**DOCUMENT TEXT**
We monitor and manage liquidity by preparing and updating annual budgets as well as monitor compliance with terms of our financing agreements.

For the year ended December 31, 2011, we incurred a net loss of $54.8 million and used cash in operating activities of $10.5 million. As of December 31, 2011, our cash and cash equivalent balance was $10.4 million, our current bank indebtedness was $12.5 million and our long-term debt with related parties was $94.7 million. As discussed in Note 9 to the consolidated financial statements, on March 22, 2012, the Term Lenders agreed to restructure $89.9 million of our current debt into a new three-year long-term note with a maturity date of March 31, 2015 and, as discussed in Note 20, $33.0 million of outstanding debt under the Term Loan Agreement and $5.0 million in outstanding debt owed to the Related Party Lenders was cancelled in exchange for Notes.

As of December 31, 2011, we were not in compliance with any of the financial covenants then in effect under the Term Loan Agreement and were also in default under the Revolving Credit Agreement. Although existing defaults were waived in connection with the third amended and restated Term Loan Agreement and the Seventeenth Amendment, if we fail to comply with the covenants under such agreements, the maturity date of our outstanding indebtedness may be accelerated. In addition, under the terms of the Notes, if stockholder approval and the resulting conversion of the Notes do not occur by June 30, 2012, the outstanding principal amount and all accrued and unpaid interest under the Notes shall become due and payable on such date; provided, that amounts due under the Notes cannot be repaid before amounts outstanding under the Term Loan Agreement and Revolving Credit Agreement.

**INSTRUCTIONS**
[a] Answer from the liquidity text:
(i) What net loss was incurred for the year ended December 31, 2011?
(ii) What maturity date does the new three-year long-term note have?
(iii) By what date must stockholder approval and the resulting conversion of the Notes occur?
[b] In the liquidity text, rewrite the paragraph beginning "As of December 31, 2011, we were not in compliance" as a short bulleted list that keeps its main facts.
[c] Write out everything in the liquidity text from "For the year" down to "exchange for Notes.", word for word.
The items that follow have no connection to the liquidity text.

**RECORDS SUPPLIED**
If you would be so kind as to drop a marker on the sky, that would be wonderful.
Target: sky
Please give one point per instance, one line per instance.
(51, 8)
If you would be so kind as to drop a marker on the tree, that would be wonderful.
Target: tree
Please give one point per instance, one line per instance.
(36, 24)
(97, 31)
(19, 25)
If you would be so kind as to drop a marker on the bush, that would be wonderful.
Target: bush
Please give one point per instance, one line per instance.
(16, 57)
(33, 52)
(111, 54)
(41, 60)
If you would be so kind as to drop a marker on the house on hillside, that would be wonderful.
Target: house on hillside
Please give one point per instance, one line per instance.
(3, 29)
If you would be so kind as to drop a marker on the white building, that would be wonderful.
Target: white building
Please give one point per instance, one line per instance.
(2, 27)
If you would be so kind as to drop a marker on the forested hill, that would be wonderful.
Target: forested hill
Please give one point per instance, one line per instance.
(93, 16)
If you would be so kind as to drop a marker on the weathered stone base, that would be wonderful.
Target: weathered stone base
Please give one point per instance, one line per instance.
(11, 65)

**RESULTS FOR EACH TASK**
[a]
(i) $54.8 million
(ii) March 31, 2015
(iii) June 30, 2012

[b]
- As of December 31, 2011, the company was out of compliance with every financial covenant then in effect under the Term Loan Agreement and was in default under the Revolving Credit Agreement.
- The third amended and restated Term Loan Agreement and the Seventeenth Amendment waived the existing defaults, but any failure to meet the covenants under those agreements may accelerate the maturity date of outstanding debt.
- If stockholder approval and the resulting conversion of the Notes do not happen by June 30, 2012, the outstanding principal and all accrued and unpaid interest on the Notes become due on that date.
- Amounts due under the Notes cannot be repaid before amounts outstanding under the Term Loan Agreement and the Revolving Credit Agreement.

[c]
For the year ended December 31, 2011, we incurred a net loss of $54.8 million and used cash in operating activities of $10.5 million. As of December 31, 2011, our cash and cash equivalent balance was $10.4 million, our current bank indebtedness was $12.5 million and our long-term debt with related parties was $94.7 million. As discussed in Note 9 to the consolidated financial statements, on March 22, 2012, the Term Lenders agreed to restructure $89.9 million of our current debt into a new three-year long-term note with a maturity date of March 31, 2015 and, as discussed in Note 20, $33.0 million of outstanding debt under the Term Loan Agreement and $5.0 million in outstanding debt owed to the Related Party Lenders was cancelled in exchange for Notes.